◆ **Supplied passage**:
···
LANSING, Mich. — The leader of the Michigan High School Athletic Association said Monday the decision rests with Gov. Gretchen Whitmer on whether there are soccer games, volleyball matches, and swimming and diving meets this fall.
Mark Uyl said while the governor’s school reopening road map, issued June 30, allows for competition during the coronavirus pandemic, her broader “safe start” order — amended July 29 — does not, unless participants stay 6 feet (1.83 meters) apart. The group later received guidance from Whitmer’s office that sports deemed to be low-risk — golf, tennis and cross country — were OK to proceed despite the athletes not being able to always keep distance.
The organization on Aug. 14 postponed football, which is considered high-risk, until the spring. Soccer, volleyball, and swimming and diving are permitted in much of northern Michigan but not the rest of the state under interpretations of Executive Order 160 given to the MHSAA by the governor’s staff, Uyl said.
“We’ve heard for two weeks that more guidance is coming. Everybody is kind of on pins and needles about what’s going to happen,” he told The Associated Press. He said given the number of orders Whitmer has issued to control COVID-19, “you’re naturally going to have some contradictions. The frustrating part for us is you go back to Aug. 6, we’ve been asking these questions and been asking them quite aggressively.”
Whitmer spokeswoman Chelsea Lewis confirmed that schools’ return-to-learn plans must comply with Executive Order 160, which allows outdoor fitness classes, athletic practices, training sessions and games if coaches, spectators and participants keep 6 feet of distance at all times.
“With that being said, we’re reviewing sports reopening,” she said.
···
◆ **Activity 1**: According to the article on Michigan high school fall sports, which three sports did Whitmer's office say could proceed as low-risk?
◆ **Activity 2**: Resume the article on Michigan high school fall sports, picking up after its final sentence.

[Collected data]
···
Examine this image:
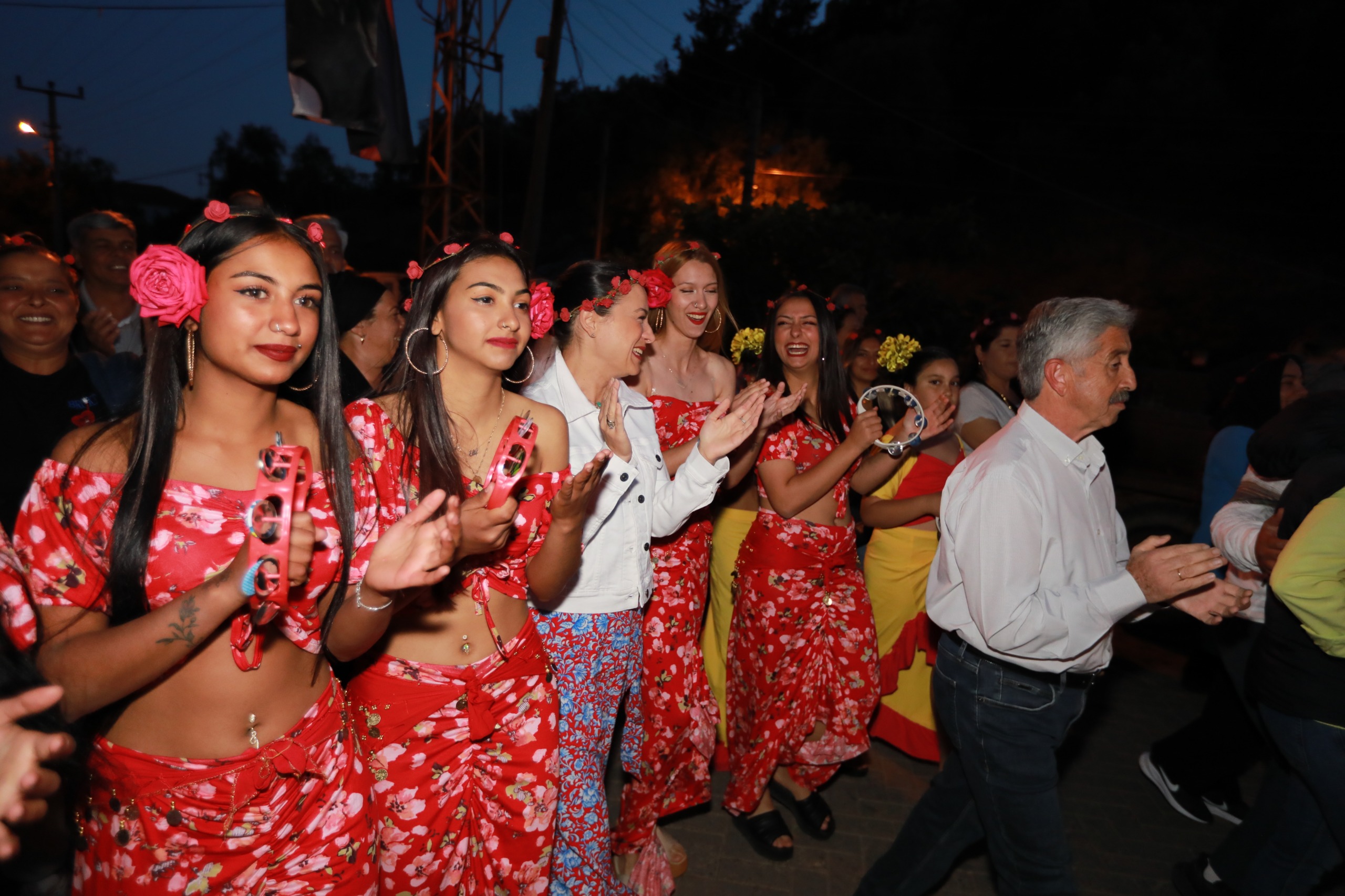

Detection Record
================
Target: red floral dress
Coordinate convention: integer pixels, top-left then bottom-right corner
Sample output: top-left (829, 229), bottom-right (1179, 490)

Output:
top-left (612, 395), bottom-right (720, 893)
top-left (346, 400), bottom-right (565, 896)
top-left (0, 529), bottom-right (38, 650)
top-left (14, 460), bottom-right (375, 896)
top-left (723, 419), bottom-right (878, 814)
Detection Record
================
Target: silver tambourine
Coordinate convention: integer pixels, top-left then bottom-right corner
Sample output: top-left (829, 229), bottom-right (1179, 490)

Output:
top-left (858, 386), bottom-right (925, 457)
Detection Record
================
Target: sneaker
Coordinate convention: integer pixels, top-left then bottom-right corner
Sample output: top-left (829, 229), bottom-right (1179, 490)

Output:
top-left (1201, 791), bottom-right (1252, 825)
top-left (1173, 853), bottom-right (1237, 896)
top-left (1139, 749), bottom-right (1215, 825)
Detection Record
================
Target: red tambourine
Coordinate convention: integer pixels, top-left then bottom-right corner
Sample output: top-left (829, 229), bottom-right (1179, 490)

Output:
top-left (485, 414), bottom-right (536, 510)
top-left (230, 433), bottom-right (312, 671)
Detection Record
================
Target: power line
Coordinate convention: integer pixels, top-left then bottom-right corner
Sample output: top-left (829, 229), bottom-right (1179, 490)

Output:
top-left (0, 0), bottom-right (285, 12)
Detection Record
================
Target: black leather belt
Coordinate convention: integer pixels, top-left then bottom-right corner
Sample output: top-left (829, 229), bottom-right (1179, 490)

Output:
top-left (944, 631), bottom-right (1105, 687)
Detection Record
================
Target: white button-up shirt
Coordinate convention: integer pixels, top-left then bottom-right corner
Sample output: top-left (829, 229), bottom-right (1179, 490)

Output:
top-left (925, 402), bottom-right (1145, 673)
top-left (523, 351), bottom-right (729, 613)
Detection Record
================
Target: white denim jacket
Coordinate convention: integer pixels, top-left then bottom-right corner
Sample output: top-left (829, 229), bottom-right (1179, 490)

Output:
top-left (523, 351), bottom-right (729, 613)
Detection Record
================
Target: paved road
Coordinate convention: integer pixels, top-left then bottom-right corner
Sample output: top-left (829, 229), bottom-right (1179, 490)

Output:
top-left (626, 661), bottom-right (1345, 896)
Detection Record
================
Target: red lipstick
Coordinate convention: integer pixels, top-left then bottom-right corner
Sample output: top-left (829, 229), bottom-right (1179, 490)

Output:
top-left (255, 343), bottom-right (298, 362)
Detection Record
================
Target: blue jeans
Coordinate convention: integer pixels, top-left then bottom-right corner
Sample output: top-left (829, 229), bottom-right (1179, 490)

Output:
top-left (1210, 705), bottom-right (1345, 896)
top-left (855, 637), bottom-right (1085, 896)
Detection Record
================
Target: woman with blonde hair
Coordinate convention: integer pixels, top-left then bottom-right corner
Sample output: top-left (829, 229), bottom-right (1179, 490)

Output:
top-left (613, 241), bottom-right (798, 893)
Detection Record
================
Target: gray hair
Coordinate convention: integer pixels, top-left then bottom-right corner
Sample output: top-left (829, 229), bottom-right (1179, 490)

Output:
top-left (66, 209), bottom-right (136, 246)
top-left (1018, 299), bottom-right (1135, 398)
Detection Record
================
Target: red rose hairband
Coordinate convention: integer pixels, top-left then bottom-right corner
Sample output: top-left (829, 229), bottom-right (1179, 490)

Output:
top-left (406, 232), bottom-right (518, 282)
top-left (560, 268), bottom-right (672, 323)
top-left (130, 199), bottom-right (323, 327)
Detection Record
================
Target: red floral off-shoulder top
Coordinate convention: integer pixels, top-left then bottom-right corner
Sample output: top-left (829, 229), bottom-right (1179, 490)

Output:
top-left (346, 398), bottom-right (569, 602)
top-left (0, 529), bottom-right (38, 650)
top-left (14, 460), bottom-right (378, 654)
top-left (757, 401), bottom-right (864, 520)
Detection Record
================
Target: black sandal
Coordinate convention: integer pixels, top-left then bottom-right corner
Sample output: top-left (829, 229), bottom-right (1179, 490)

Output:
top-left (771, 780), bottom-right (836, 839)
top-left (730, 808), bottom-right (793, 862)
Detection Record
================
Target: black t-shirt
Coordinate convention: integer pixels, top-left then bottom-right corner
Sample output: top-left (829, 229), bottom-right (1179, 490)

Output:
top-left (0, 354), bottom-right (108, 532)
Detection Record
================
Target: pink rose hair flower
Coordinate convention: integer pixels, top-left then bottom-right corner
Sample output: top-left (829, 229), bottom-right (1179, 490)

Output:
top-left (527, 279), bottom-right (555, 339)
top-left (130, 242), bottom-right (208, 327)
top-left (627, 268), bottom-right (672, 308)
top-left (202, 199), bottom-right (229, 223)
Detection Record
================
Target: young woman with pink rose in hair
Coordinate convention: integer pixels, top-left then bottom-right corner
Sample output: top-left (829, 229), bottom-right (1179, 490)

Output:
top-left (612, 241), bottom-right (803, 896)
top-left (329, 234), bottom-right (607, 896)
top-left (15, 202), bottom-right (456, 896)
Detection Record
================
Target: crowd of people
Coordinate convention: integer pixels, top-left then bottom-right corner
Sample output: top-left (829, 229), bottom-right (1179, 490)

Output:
top-left (0, 199), bottom-right (1345, 896)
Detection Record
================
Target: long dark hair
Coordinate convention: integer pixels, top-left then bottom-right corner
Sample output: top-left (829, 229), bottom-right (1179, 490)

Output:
top-left (552, 261), bottom-right (629, 348)
top-left (379, 234), bottom-right (527, 501)
top-left (74, 214), bottom-right (355, 643)
top-left (760, 289), bottom-right (854, 441)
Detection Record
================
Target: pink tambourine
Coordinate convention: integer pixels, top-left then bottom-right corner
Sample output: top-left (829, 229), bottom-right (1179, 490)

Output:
top-left (230, 432), bottom-right (312, 671)
top-left (485, 414), bottom-right (536, 510)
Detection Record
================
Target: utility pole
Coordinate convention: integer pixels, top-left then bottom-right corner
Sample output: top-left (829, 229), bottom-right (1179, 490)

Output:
top-left (742, 84), bottom-right (761, 209)
top-left (14, 75), bottom-right (84, 253)
top-left (593, 125), bottom-right (612, 261)
top-left (523, 0), bottom-right (565, 263)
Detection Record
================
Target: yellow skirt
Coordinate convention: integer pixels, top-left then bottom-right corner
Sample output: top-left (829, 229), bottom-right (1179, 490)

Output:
top-left (864, 526), bottom-right (939, 762)
top-left (701, 507), bottom-right (756, 744)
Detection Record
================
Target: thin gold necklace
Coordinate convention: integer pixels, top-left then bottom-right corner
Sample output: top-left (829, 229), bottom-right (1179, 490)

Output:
top-left (459, 388), bottom-right (504, 484)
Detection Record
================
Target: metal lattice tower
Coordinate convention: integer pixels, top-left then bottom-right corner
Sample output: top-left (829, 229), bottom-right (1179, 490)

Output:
top-left (418, 0), bottom-right (512, 254)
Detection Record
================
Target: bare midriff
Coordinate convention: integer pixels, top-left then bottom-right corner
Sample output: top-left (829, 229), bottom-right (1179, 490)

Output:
top-left (108, 624), bottom-right (331, 759)
top-left (378, 589), bottom-right (527, 666)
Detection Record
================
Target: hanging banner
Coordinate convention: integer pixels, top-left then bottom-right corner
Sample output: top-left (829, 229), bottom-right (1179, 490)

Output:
top-left (285, 0), bottom-right (416, 164)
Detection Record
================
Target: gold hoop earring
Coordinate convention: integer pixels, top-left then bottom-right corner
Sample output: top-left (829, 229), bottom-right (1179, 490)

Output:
top-left (701, 308), bottom-right (723, 336)
top-left (402, 327), bottom-right (448, 377)
top-left (187, 330), bottom-right (196, 389)
top-left (504, 346), bottom-right (536, 386)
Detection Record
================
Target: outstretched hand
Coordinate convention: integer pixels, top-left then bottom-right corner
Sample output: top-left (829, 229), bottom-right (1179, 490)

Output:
top-left (757, 379), bottom-right (809, 429)
top-left (365, 488), bottom-right (461, 595)
top-left (1126, 536), bottom-right (1228, 604)
top-left (699, 390), bottom-right (765, 464)
top-left (0, 685), bottom-right (75, 861)
top-left (1173, 578), bottom-right (1252, 626)
top-left (552, 448), bottom-right (612, 527)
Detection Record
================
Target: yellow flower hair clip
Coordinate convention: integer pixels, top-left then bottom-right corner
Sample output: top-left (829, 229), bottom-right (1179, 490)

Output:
top-left (729, 327), bottom-right (765, 364)
top-left (878, 332), bottom-right (920, 373)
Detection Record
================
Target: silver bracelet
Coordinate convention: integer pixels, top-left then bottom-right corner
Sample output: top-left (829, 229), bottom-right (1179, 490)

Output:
top-left (355, 578), bottom-right (393, 613)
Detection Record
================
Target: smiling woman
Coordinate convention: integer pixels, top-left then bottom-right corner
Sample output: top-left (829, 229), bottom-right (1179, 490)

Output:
top-left (0, 244), bottom-right (118, 529)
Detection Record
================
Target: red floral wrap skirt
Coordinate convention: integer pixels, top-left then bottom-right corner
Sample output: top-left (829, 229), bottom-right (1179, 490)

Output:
top-left (74, 678), bottom-right (375, 896)
top-left (723, 510), bottom-right (878, 814)
top-left (350, 613), bottom-right (560, 896)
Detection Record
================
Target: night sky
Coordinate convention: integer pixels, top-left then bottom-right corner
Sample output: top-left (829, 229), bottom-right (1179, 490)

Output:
top-left (0, 0), bottom-right (715, 195)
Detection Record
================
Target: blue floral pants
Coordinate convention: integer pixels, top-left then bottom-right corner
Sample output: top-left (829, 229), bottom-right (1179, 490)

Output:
top-left (536, 609), bottom-right (644, 896)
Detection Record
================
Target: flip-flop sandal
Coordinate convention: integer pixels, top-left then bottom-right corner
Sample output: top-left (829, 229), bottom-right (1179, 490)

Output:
top-left (771, 780), bottom-right (836, 839)
top-left (730, 808), bottom-right (793, 862)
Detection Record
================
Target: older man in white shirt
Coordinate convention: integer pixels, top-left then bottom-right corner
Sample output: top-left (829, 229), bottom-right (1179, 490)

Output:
top-left (858, 299), bottom-right (1248, 896)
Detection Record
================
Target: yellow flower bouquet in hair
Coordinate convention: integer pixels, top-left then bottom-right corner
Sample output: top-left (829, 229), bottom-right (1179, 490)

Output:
top-left (878, 332), bottom-right (920, 373)
top-left (729, 327), bottom-right (765, 364)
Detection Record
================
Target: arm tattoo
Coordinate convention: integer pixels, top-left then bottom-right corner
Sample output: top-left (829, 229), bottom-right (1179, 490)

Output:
top-left (154, 595), bottom-right (196, 647)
···
◆ **Task answer 1**: Golf, tennis and cross country.

◆ **Task answer 2**:
Uyl said he was hopeful the governor will release guidance this week because after Labor Day, the MHSAA will have to “look seriously” at postponing the fall sports that are in a holding pattern. Such delays would interfere with the winter and spring athletic seasons, Uyl said.
Volleyball and swimming and diving are off limits in southern Michigan because indoor gyms and pools remain closed there. It is less clear why soccer, which requires close contact, is OK in northern counties but not elsewhere.
“It’s one of the conflicts that we noted but moved forward based (on) the answer we were given,” Uyl said.
He expressed frustration that private sports leagues not affiliated with schools, like travel baseball, proceeded with summer tournaments as if the virus outbreak and Whitmer’s orders “never happened.” Now 7-on-7 football is being offered by for-profit operations, he said.
“The non-school world, there’s just no accountability to anybody,” Uyl said.
He rejected people’s suggestion that the MHSAA ignore the governor, calling it “ridiculous.” The association’s membership includes more than 1,500 public and private high schools, junior highs and middle schools.
“Absolutely not. We have to follow all current laws, which include all of the executive orders. If we do something that’s in conflict, it’s hard for us as an organization to have credibility,” Uyl said.